**Details opdracht:**
Bepaal in hoeveel regels van de vermeldingen hieronder het woord "lawn" staat. Geef alsjeblieft alleen dat aantal.

::::

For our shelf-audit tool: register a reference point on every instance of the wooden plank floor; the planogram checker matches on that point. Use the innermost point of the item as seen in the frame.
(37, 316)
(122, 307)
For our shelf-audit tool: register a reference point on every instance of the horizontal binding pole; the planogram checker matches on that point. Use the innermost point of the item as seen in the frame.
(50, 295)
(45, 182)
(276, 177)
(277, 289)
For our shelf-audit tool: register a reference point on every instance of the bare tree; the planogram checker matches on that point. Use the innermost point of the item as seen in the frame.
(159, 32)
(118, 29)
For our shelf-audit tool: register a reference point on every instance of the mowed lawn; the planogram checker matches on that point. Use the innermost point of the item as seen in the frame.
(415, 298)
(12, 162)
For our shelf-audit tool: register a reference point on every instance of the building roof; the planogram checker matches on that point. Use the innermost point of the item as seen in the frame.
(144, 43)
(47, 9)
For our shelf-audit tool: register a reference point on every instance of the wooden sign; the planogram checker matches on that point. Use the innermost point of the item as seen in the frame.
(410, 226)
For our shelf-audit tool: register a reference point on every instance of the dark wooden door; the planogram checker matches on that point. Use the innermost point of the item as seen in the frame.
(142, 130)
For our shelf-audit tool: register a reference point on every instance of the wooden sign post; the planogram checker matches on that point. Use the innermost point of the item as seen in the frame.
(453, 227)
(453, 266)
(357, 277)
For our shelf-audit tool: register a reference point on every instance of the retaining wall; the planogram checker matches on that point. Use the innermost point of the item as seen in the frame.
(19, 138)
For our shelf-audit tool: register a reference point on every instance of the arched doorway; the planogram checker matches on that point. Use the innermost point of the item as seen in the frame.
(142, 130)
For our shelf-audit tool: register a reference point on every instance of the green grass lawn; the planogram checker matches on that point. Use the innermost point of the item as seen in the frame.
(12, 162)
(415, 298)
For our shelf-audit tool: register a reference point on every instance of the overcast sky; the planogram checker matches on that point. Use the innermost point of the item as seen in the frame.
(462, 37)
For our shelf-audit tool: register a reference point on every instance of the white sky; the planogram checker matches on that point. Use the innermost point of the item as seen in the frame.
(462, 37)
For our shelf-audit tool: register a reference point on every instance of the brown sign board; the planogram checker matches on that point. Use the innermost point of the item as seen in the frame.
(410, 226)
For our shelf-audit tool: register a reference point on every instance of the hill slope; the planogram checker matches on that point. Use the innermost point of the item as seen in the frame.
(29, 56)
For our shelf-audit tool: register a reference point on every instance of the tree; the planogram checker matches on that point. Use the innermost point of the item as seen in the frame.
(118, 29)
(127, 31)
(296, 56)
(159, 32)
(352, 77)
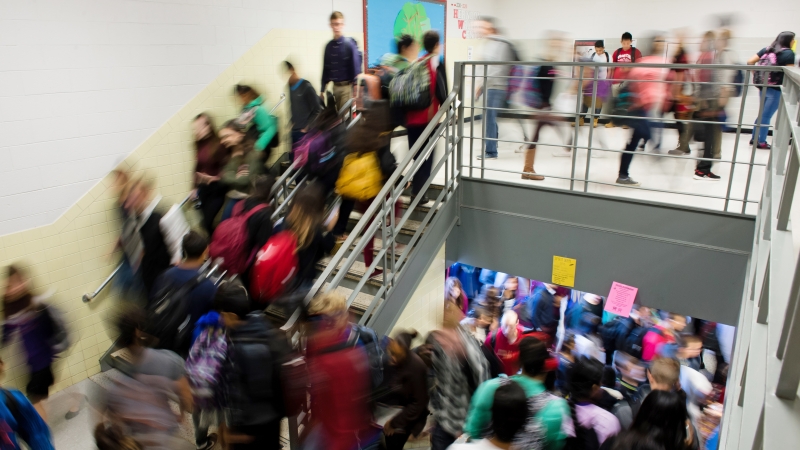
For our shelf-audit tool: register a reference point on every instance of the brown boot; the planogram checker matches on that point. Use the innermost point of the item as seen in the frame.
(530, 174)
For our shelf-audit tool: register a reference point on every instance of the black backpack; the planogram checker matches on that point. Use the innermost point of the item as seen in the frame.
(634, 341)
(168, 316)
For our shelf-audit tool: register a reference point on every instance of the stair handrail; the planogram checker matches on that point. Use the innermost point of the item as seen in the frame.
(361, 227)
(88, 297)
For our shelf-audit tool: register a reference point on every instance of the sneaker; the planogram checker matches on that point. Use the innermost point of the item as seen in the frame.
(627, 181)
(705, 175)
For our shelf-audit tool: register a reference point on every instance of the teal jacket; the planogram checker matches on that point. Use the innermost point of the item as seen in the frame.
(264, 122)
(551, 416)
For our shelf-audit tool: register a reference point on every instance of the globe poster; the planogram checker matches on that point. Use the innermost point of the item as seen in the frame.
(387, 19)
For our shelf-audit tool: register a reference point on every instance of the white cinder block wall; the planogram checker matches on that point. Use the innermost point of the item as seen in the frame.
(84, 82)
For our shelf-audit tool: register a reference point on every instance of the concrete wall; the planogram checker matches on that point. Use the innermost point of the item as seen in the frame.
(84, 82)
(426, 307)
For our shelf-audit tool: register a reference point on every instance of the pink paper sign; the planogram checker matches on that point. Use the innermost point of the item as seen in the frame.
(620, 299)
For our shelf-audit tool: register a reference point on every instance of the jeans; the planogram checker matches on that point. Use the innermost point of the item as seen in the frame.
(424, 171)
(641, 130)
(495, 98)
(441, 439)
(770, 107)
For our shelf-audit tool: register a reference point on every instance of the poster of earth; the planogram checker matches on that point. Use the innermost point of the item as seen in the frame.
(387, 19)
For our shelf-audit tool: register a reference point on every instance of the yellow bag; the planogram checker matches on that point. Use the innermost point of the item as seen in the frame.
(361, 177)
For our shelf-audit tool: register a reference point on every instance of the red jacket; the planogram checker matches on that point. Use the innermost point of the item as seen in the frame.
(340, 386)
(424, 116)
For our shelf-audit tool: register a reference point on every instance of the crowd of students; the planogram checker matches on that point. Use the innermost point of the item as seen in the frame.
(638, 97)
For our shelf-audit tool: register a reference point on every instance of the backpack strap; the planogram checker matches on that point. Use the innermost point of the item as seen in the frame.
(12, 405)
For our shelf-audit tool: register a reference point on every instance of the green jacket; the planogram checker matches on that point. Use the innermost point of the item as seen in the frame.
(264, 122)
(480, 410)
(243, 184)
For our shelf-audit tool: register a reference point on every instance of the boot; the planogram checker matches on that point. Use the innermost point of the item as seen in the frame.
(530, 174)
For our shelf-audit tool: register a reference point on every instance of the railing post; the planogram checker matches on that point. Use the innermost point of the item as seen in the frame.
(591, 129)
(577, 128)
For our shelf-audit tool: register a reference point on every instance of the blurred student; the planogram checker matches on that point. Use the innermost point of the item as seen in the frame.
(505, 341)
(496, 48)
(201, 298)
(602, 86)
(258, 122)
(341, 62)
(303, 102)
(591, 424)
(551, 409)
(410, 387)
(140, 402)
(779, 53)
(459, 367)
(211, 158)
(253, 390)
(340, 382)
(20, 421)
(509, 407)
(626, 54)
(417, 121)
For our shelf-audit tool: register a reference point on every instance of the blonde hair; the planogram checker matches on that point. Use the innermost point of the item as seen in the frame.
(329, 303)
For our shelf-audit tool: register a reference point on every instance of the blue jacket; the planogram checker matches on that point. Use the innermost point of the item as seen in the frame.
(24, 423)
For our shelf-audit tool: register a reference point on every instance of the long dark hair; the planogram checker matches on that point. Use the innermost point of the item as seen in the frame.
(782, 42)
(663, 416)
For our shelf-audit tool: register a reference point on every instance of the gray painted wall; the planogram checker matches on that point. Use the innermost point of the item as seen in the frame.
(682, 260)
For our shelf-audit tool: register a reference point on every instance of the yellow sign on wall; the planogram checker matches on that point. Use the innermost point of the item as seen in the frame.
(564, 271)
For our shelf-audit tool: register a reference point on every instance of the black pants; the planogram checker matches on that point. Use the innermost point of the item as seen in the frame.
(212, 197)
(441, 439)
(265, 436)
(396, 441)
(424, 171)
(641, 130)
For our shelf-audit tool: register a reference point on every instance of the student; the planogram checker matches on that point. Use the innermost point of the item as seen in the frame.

::::

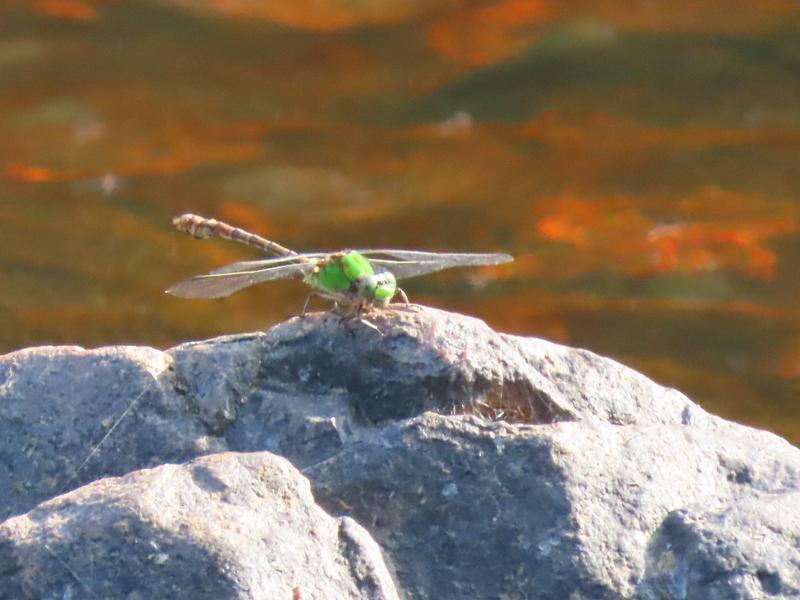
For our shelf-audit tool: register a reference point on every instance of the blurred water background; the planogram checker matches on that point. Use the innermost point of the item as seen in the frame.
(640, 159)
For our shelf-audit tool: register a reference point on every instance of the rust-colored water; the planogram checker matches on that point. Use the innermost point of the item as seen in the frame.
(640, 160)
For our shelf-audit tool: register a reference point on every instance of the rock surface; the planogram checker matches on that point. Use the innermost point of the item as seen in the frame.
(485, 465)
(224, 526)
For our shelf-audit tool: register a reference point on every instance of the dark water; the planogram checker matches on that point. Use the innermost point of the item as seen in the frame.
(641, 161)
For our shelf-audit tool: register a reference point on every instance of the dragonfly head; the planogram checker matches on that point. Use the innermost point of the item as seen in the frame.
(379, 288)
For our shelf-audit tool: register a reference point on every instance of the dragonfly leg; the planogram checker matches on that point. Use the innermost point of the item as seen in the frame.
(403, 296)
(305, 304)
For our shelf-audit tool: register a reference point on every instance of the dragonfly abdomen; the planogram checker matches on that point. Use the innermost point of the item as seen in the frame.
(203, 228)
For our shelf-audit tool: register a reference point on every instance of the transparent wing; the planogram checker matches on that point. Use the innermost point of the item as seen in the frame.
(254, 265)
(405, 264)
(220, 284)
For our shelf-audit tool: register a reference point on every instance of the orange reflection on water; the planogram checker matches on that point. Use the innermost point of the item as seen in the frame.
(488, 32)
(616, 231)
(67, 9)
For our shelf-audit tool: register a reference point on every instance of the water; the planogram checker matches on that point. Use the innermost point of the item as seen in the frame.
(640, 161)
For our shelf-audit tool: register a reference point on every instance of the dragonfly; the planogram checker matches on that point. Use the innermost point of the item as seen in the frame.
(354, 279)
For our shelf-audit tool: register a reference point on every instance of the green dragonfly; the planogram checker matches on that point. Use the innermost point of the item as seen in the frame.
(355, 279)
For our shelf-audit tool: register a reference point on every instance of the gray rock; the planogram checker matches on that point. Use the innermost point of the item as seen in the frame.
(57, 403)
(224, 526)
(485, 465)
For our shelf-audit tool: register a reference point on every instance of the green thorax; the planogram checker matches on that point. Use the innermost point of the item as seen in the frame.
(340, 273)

::::

**Uitgewerkte opdracht:**
2